* _Exercise brief_:
Do the following statements agree with the report on teenage girls and sexual favors? For each, answer yes or no and quote the words from the report that decide it.
(a) The girls most at risk come mainly from marginalized backgrounds.
(b) One girl spoke of being offered $100 to do a striptease on a table at a party.
(c) Azam said the girls' parents are fully aware of what is going on.

Another girl talked about being offered $20 to take off her shirt or $100 to do a striptease on a table at a party.

The girls are almost always from good homes, but their parents are completely unaware, Azam said.

"The prettiest girls from the most successful families [are the most at risk]. We're not talking about marginalized girls," she said. "[Parents] don't want to know because they really don't know what to do. I mean, you might be prepared to learn that, at age 12, your daughter has had sex, but what are you supposed to do when your daughter has traded her virginity for $1,000 or a new bag?"

For some of the girls, the sexual favors are not about clothes or money, but used to keep a relationship together in a chillingly objective way.

"I think there's very much trading for relationship favors, almost like 'you need to do this [to] stay in this relationship,'" one girl told "Good Morning America."

* _Extracted information_:
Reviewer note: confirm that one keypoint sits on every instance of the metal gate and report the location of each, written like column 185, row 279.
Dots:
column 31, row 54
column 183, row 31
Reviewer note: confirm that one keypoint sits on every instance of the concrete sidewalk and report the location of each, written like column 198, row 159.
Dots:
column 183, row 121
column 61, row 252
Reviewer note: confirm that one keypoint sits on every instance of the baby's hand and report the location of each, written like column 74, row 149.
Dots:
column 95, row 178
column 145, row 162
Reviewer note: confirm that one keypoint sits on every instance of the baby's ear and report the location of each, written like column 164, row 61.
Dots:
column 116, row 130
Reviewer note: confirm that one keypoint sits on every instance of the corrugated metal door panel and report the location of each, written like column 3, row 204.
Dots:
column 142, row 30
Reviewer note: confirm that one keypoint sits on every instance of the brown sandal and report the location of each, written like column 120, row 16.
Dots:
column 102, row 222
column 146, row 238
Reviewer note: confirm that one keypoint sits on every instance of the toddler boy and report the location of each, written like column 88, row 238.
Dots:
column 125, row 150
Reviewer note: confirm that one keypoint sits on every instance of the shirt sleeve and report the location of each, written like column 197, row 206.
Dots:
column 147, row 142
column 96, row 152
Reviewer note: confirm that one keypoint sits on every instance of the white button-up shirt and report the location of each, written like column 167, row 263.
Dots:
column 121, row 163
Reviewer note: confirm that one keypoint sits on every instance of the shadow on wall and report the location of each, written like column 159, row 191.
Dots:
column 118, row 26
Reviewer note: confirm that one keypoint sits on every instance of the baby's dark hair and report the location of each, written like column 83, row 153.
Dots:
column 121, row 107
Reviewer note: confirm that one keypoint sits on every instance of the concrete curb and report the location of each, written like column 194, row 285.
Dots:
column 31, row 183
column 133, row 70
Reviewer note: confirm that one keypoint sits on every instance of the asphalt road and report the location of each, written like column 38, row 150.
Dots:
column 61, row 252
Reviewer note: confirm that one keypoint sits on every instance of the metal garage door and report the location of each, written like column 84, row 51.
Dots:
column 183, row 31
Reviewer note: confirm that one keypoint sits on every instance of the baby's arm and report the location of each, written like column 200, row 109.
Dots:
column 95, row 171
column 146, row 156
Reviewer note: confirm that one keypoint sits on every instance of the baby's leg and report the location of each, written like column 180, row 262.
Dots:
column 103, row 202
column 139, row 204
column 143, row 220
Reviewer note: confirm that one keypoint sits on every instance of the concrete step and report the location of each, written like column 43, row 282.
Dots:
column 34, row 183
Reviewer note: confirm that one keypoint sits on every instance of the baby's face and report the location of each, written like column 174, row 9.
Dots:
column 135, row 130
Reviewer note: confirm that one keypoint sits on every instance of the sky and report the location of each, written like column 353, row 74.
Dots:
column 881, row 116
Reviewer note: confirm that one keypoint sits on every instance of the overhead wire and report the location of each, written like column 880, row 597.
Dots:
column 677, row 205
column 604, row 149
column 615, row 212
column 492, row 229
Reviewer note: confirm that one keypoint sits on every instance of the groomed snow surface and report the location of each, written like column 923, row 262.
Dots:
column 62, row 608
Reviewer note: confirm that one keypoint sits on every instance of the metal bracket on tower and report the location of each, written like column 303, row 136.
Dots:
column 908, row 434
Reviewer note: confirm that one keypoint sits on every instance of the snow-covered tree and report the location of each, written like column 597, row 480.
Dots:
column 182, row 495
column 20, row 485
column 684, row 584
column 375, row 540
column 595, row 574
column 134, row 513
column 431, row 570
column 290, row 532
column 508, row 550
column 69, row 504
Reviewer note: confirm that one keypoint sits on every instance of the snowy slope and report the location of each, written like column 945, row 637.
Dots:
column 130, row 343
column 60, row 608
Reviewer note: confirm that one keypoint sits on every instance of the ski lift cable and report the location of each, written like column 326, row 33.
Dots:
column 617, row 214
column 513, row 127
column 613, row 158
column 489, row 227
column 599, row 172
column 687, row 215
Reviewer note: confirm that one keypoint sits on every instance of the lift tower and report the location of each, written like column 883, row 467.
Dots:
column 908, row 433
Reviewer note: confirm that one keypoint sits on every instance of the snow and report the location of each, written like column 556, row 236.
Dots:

* _Solution to the exercise_:
(a) No: "We're not talking about marginalized girls"
(b) Yes: "$100 to do a striptease on a table at a party"
(c) No: "their parents are completely unaware"